__Data shown__:
────────────────

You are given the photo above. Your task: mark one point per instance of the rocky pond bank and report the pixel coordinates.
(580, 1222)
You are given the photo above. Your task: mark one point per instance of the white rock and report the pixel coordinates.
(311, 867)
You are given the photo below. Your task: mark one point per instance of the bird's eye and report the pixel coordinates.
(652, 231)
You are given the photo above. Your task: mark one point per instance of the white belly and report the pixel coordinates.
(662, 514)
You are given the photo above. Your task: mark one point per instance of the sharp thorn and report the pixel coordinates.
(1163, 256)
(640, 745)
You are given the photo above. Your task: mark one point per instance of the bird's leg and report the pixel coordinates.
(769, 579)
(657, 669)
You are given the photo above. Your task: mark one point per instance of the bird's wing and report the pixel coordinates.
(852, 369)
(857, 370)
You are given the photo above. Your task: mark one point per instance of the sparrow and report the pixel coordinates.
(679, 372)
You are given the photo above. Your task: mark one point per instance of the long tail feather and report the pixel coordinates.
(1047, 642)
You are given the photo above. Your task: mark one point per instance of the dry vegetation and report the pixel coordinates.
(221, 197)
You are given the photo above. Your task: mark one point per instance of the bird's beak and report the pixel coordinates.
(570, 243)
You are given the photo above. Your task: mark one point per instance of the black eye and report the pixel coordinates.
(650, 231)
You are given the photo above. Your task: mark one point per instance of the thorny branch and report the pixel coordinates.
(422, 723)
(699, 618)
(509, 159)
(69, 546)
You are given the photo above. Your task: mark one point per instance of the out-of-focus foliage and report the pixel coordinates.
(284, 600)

────────────────

__Work request__: Retype the records above without changing a single word.

__Solution to the exercise__:
You are given the photo above. Your task: mark one point per instance of the rocky pond bank and report the pixel coordinates.
(580, 1222)
You are given the photo above. Your task: mark one point per instance of the white rock and report the pixel coordinates.
(311, 867)
You are given the photo below. Your task: mark one point per instance of the bird's eye and report the pixel coordinates.
(652, 231)
You are given the photo above. Your task: mark one point per instance of the white belly and report the pixel coordinates.
(662, 514)
You are given the photo above. Your task: mark one point per instance of the sharp thorn and report the pixel coordinates.
(1163, 256)
(640, 745)
You are given the photo above. Your task: mark one point per instance of the bird's leg and report the pixel coordinates.
(769, 579)
(657, 669)
You are given the photo above. Your task: mark one point per instance of the bird's wing and report the pixel coordinates.
(852, 369)
(857, 370)
You are given the photo above. Your task: mark one point per instance of the sparrow and report the pixel coordinates.
(679, 372)
You are given the photo above. Your task: mark one point per instance of the long tail feather and report the pixel coordinates.
(1047, 642)
You are given the photo above. Your task: mark one point per instance of the dry vegetation and report the pixel coordinates.
(221, 197)
You are given the photo above. Your task: mark one point per instance of the bird's beak and report the pixel coordinates.
(570, 243)
You are given the photo above. Your task: mark one point per instance of the black eye and report the pixel coordinates.
(650, 231)
You are given the photo above. Your task: mark one point per instance of the thorny branch and report the pixel coordinates.
(422, 723)
(699, 618)
(509, 159)
(69, 546)
You are given the photo above. Your task: mark one point per instance of the out-of-focus foliage and report the pixel coordinates.
(284, 600)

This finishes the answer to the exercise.